# [Entries shown]
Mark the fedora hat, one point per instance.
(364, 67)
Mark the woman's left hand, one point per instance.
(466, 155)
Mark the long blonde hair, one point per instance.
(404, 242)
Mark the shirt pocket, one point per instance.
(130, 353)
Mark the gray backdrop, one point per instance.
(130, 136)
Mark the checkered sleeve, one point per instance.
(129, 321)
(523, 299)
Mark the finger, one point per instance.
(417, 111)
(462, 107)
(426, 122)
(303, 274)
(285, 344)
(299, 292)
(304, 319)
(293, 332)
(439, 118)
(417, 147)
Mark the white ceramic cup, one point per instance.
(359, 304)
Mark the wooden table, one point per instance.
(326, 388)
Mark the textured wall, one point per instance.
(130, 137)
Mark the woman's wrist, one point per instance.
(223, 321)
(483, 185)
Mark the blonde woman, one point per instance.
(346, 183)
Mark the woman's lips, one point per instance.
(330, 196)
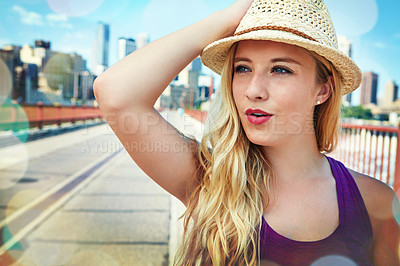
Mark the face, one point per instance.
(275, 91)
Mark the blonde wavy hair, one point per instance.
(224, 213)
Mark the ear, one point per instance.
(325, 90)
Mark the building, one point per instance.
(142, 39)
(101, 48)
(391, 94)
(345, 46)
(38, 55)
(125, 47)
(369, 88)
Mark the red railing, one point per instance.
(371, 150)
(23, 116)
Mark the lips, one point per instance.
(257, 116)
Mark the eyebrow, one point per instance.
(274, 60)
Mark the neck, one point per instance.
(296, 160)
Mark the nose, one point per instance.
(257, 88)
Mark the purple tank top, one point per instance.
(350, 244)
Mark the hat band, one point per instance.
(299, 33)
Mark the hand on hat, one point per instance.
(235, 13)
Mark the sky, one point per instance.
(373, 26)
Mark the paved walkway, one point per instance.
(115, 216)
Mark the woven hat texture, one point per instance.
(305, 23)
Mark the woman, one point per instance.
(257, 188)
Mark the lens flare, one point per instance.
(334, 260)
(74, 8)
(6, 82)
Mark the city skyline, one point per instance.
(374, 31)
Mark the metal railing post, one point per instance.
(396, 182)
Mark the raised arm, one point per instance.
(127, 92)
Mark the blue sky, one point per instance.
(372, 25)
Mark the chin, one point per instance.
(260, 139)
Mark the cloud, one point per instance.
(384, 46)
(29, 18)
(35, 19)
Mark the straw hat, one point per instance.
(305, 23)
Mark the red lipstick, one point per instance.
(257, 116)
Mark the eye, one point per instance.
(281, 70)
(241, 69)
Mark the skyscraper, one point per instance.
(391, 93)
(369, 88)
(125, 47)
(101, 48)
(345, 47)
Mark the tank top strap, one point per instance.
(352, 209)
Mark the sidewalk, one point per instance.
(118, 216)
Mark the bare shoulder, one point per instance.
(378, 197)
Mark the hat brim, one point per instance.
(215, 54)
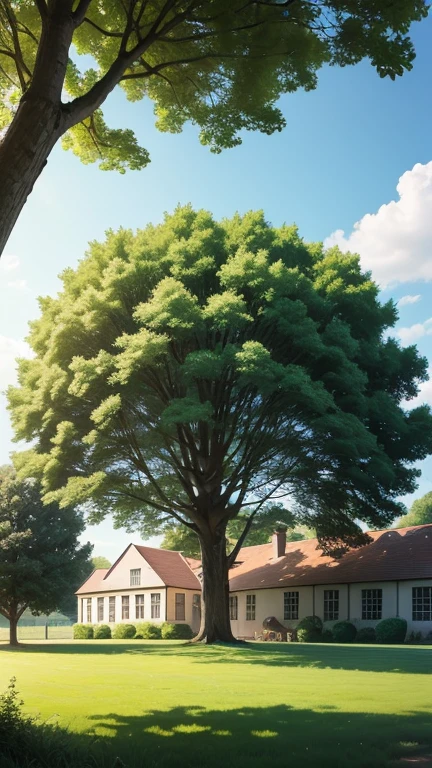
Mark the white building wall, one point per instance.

---

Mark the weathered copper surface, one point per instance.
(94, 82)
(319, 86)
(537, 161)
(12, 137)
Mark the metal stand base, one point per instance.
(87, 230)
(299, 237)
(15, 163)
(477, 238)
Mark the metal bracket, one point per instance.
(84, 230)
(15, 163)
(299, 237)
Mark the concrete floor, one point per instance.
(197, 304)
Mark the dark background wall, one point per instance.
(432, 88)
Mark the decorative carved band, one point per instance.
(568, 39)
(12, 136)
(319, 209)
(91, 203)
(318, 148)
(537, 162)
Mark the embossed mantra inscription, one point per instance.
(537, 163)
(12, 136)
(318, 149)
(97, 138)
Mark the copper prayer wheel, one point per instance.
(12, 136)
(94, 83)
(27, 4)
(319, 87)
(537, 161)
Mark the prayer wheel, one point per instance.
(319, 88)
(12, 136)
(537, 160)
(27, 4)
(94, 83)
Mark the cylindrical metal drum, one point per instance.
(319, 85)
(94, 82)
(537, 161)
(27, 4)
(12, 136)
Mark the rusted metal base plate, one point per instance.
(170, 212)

# [Exercise instructions]
Rewrite the rows between the line holding "Mark the tank" and the line holding "Mark the white building", inclusive, with "sidewalk" replaced by "curb" and nothing else changed. Leave the pictures out of the result.

# [The answer]
Mark the tank top strap, one point per instance.
(352, 209)
Mark the curb, one point per instance.
(118, 216)
Mark the bare shoulder, one point per instance.
(378, 197)
Mark the hat brim, one point per instance.
(215, 54)
Mark the white building wall, one point per instance.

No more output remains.